Textauszug

**********

Liber Occulti: Die Menschenschlachter von Herxheim

Liber Occulti I/MMXIV – Archäologen machen grausige Funde in Herxheim. Knochen von rund 1000 Menschen werfen die Frage auf: Gab es Kannibalen in der Jungsteinzeit?

Was man zwischen 1996 und 1999 bei Ausgrabungen einer steinzeitlichen Siedlung im rheinland-pfälzischem Herxheim fand, gab den Archäologen schaurige Rätsel auf. In einer länglichen Grube fand man unzählige menschliche Knochen von rund 1000 Menschen jeden Alters und aus ganz Europa. Das sie teilweise aus Frankreich und dem Elbtal stammten, konnte man anhand von Keramikscherben nachweisen, die man zwischen den Knochenstücken fand.
Die Toten wurden kurz nach ihrem Tod fachmännisch zerlegt, das belegen Bruch- und Schnittspuren an den Knochen die den Spuren an geschlachteten Viehknochen sehr ähneln. Die Forscher vermuten sogar, das zeigen Indizien an den Überresten, dass die Leichenteile an einem Spieß gebraten worden sein könnten. Manche der Knochen sind so fein zerschlagen, dass man auch von Knochenmarkgewinnung ausgehen muss, womöglich um sie in einer Suppe auszukochen. Haben die Bewohner der kleinen Siedlung, die auf das Jahr 5000 v.Chr. zurückdatiert ist, Menschen gegessen?

Man könnte auch von rituellen Opferungen ausgehen, denn einige der Schädel wurden zu Trinkgefäßen umgestaltet. Ein tiefer Schnitt längs über den Kopf – so zeigen die Spuren – war die Vorbereitung um die Haut vom Schädel zu lösen. Mit gezielten Schlägen gegen das Gesicht und den Halsansatz formte man aus den Schädeln Gefäße, aus denen man vermutlich trinken konnte. Allerdings sind die Bruchkanten so scharfkantig, dass man sich beim Trinken daran verletzen würde. Je mehr sich die Forscher mit den Details beschäftigen, umso mysteriöser wird es. Was geschah in dem kleinen Ort vor 7000 Jahren? Die Siedlung kann auf das Jahr 5300 v.Chr. datiert werden, rund 300 Jahre geschah nicht außergewöhnliches. Was veranlasste beinahe 1000 Menschen zwischen 5000 und 4950 v.Chr. dazu, sich in die winzige Siedlung zu begeben?

**********

Auszug Datensatz
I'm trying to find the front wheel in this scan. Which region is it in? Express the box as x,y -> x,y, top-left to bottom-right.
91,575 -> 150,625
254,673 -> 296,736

**********

Ziele
[1] Gib den Text über Herxheim wortgetreu wieder, beginnend bei „Liber Occulti: Die“ und endend bei „den Knochenstücken fand.“.
[2] Setze bitte den Text über Herxheim im Anschluss an seinen letzten Satz fort.

Schriftliche Antworten
[1]
Liber Occulti: Die Menschenschlachter von Herxheim

Liber Occulti I/MMXIV – Archäologen machen grausige Funde in Herxheim. Knochen von rund 1000 Menschen werfen die Frage auf: Gab es Kannibalen in der Jungsteinzeit?

Was man zwischen 1996 und 1999 bei Ausgrabungen einer steinzeitlichen Siedlung im rheinland-pfälzischem Herxheim fand, gab den Archäologen schaurige Rätsel auf. In einer länglichen Grube fand man unzählige menschliche Knochen von rund 1000 Menschen jeden Alters und aus ganz Europa. Das sie teilweise aus Frankreich und dem Elbtal stammten, konnte man anhand von Keramikscherben nachweisen, die man zwischen den Knochenstücken fand.

[2]
Kriegerische Handlungen kann man ausschließen, denn keiner der Knochen weist typische Verletzungen auf. Es gibt keine Knochenbrüche durch stumpfe Gewalteinwirkung und auch fand man keinerlei Pfeil- oder Speerspitzen. Im Gegenteil. Die meisten Toten erfreuten sich bester Gesundheit. Keine verschlissenen Gelenke, die Zähne sind ungewöhnlich gut erhalten und Mangelerscheinungen durch knappe Ernährung sind auch nicht zu finden. Selbst die Logik spricht gegen die Theorie feindlicher Auseinandersetzung. Es erscheint schlicht unmöglich, dass die kleine Dorfgemeinde innerhalb von 50 Jahren durch ganz Europa gezogen ist und dabei hunderte Gefangene machte um sie in ihre Siedlung zu verschleppen. Es muss davon ausgegangen werden, dass sich die Menschen freiwillig in den kleinen Ort pilgerten um sich rituell zu opfern.

4950 v.Chr. war alles vorbei. Niemand verlor in dem kleinen Ort mehr sein Leben, die Siedlung hörte abrupt auf zu existieren. Und alles sieht auch nach einem überstürzten Ende aus. Die Mitbringsel der Toten wurden zerstört und zwischen die Knochen der Toten gestreut, dazu Mahlsteine und noch unbenutzte Werkzeuge. Alles wurde zerstört, zerhackt, durchgemischt und in die längliche Grube geschüttet. Nur wenige Skelette sind im Verbund gefunden worden, für die Forscher immer noch ein Rätsel. Ob die Menschen tatsächlich verspeist wurden, lässt sich nicht wissenschaftlich belegen – es ist jedoch offensichtlich, dass die Toten freiwillig starben und aus ganz Europa in eine winzige Siedlung pilgerten. Es gibt viele zu lösende Rätsel und einige davon könnten sogar zu einer Korrektur der Geschichtsbücher ausreichen.

Mehr erfahren? Spiegel Online, LBK-Projekt HerxheimAntiquity, Zeit Online

Herxheim Massengrab
Viele der Knochen wurden zerkleinert und mit Keramiksplittern in die Grube geschüttet
(c) Herxheim DFG-Projektseite
Schaedelknochen
Viele der Schädelkalotten sind nach dem gleichen Muster bearbeitet und wurden unmittelbar nach dem Tod der Menschen angefertigt.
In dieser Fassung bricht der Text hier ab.